A Thermodynamically Favored Crystal Orientation in Mixed Formamidinium/Methylammonium Perovskite for Efficient Solar Cells

Crystal orientation has a great impact on the properties of perovskite films and the resultant device performance. Up to now, the exquisite control of crystal orientation (the preferred crystallographic planes and the crystal stacking mode with respect to the particular planes) in mixed‐cation perovskites has received limited success, and the underlying mechanism that governs device performance is still not clear. Here, a thermodynamically favored crystal orientation in formamidinium/methylammonium (FA/MA) mixed‐cation perovskites is finely tuned by composition engineering. Density functional theory calculations reveal that the FA/MA ratio affects the surface energy of the mixed perovskites, leading to the variation of preferential orientation consequently. The preferable growth along the (001) crystal plane, when lying parallel to the substrates, affects their charge transportation and collection properties. Under the optimized condition, the mixed‐cation perovskite (FA1–x MAx PbI2.87Br0.13 (Cl)) solar cells deliver a champion power conversion efficiency over 21%, with a certified efficiency of 20.50 ± 0.50%. The present work not only provides a vital step in understanding the intrinsic properties of mixed‐cation perovskites but also lays the foundation for further investigation and application in perovskite optoelectronics. A thermodynamically favored crystal preferable orientation growth along the (001) crystal plane is explored in formamidinium/methylammonium mixed perovskites, and the origin is found to be the reduction of surface energy. Combined with the (001) plane lying parallel to the substrate, it affects the charge transportation and collection in the resultant perovskite solar cells, resulting in a power conversion efficiency of 21.2%.

◆ ENTRIES SHOWN
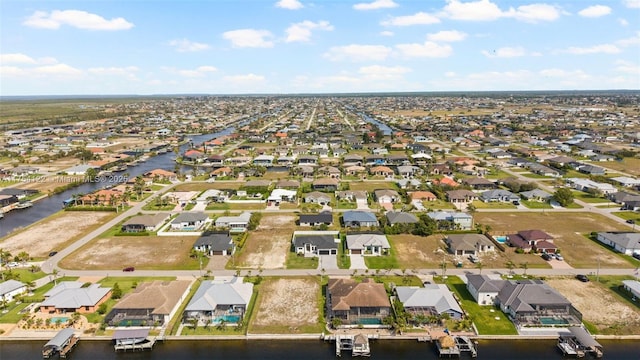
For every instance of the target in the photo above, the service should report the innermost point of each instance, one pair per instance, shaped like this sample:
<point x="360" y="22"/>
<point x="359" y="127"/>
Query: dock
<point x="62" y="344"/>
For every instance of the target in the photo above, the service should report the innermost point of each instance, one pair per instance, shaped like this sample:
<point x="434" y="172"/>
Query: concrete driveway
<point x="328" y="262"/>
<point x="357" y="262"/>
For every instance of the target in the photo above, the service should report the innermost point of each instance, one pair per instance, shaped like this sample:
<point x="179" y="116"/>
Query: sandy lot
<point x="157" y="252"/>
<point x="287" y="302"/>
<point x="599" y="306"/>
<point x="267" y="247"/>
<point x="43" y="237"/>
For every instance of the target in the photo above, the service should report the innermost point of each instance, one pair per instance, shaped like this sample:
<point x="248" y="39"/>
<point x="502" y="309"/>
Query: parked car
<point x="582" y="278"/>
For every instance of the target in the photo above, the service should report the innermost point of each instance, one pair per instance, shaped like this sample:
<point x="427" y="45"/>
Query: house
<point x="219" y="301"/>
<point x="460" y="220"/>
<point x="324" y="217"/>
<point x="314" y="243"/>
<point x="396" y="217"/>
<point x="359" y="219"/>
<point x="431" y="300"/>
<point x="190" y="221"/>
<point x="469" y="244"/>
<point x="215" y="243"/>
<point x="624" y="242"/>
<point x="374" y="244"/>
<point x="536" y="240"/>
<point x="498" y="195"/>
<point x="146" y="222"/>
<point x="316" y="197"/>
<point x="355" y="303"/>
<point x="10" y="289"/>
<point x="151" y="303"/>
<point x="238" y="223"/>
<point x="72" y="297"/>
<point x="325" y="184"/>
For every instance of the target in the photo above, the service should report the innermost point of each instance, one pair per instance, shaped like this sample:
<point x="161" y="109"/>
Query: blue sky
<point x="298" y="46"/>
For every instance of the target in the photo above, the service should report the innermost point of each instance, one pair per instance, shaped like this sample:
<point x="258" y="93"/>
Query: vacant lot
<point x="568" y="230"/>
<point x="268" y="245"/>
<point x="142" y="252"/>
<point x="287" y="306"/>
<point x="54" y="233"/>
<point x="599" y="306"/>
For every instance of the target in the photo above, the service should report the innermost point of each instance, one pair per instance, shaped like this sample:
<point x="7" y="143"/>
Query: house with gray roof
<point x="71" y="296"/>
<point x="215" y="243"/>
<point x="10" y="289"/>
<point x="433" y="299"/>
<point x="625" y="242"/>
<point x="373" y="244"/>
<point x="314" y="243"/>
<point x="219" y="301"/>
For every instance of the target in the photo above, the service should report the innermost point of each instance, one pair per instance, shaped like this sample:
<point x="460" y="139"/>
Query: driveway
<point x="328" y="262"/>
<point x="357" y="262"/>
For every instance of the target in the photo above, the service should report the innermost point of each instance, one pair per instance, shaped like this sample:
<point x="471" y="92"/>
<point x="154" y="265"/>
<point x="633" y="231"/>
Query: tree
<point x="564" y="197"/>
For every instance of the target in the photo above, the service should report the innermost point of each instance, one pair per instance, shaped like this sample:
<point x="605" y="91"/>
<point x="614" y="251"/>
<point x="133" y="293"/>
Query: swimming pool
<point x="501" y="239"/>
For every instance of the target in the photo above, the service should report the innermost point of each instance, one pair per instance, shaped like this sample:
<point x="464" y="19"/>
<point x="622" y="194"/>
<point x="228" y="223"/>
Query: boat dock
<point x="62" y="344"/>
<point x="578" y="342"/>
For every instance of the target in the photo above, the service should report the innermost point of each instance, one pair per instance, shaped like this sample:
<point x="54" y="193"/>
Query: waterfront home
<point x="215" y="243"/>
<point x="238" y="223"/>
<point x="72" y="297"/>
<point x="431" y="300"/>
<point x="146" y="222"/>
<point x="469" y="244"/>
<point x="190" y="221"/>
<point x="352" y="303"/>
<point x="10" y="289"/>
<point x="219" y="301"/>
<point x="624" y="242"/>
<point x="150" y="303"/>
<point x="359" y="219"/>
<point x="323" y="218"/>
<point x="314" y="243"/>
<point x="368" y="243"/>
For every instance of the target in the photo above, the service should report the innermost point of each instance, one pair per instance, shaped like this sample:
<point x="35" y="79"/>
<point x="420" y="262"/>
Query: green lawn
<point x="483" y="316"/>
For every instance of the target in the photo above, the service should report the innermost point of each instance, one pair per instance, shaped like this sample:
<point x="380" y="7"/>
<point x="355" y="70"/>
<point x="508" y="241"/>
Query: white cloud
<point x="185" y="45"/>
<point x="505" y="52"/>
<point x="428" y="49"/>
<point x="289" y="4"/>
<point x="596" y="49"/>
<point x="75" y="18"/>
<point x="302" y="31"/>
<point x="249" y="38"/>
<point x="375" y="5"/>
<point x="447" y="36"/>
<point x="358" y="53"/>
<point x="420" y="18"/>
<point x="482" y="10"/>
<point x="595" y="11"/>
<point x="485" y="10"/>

◆ DIRECTIONS
1) Translate this sentence from the perovskite solar cell abstract into Spanish: "Crystal orientation has a great impact on the properties of perovskite films and the resultant device performance."
2) Answer these questions from the perovskite solar cell abstract:
(a) What kind of calculations show that the FA/MA ratio affects surface energy?
(b) Along which crystal plane is the preferable growth?
(c) What certified efficiency did the solar cells reach?
3) For each statement, say whether it agrees with the perovskite solar cell abstract. Answer yes or no and quote the words of the abstract that decide it.
(a) The champion power conversion efficiency was below 20%.
(b) The crystal orientation is tuned through composition engineering.
(c) The favored orientation comes from an increase in surface energy.
The entries play no part in these tasks.

◆ YOUR RESPONSES
1) La orientación cristalina tiene un gran impacto en las propiedades de las películas de perovskita y en el rendimiento del dispositivo resultante.

2)
(a) Density functional theory calculations
(b) The (001) crystal plane
(c) 20.50 ± 0.50%

3)
(a) No: "deliver a champion power conversion efficiency over 21%"
(b) Yes: "is finely tuned by composition engineering"
(c) No: "the origin is found to be the reduction of surface energy"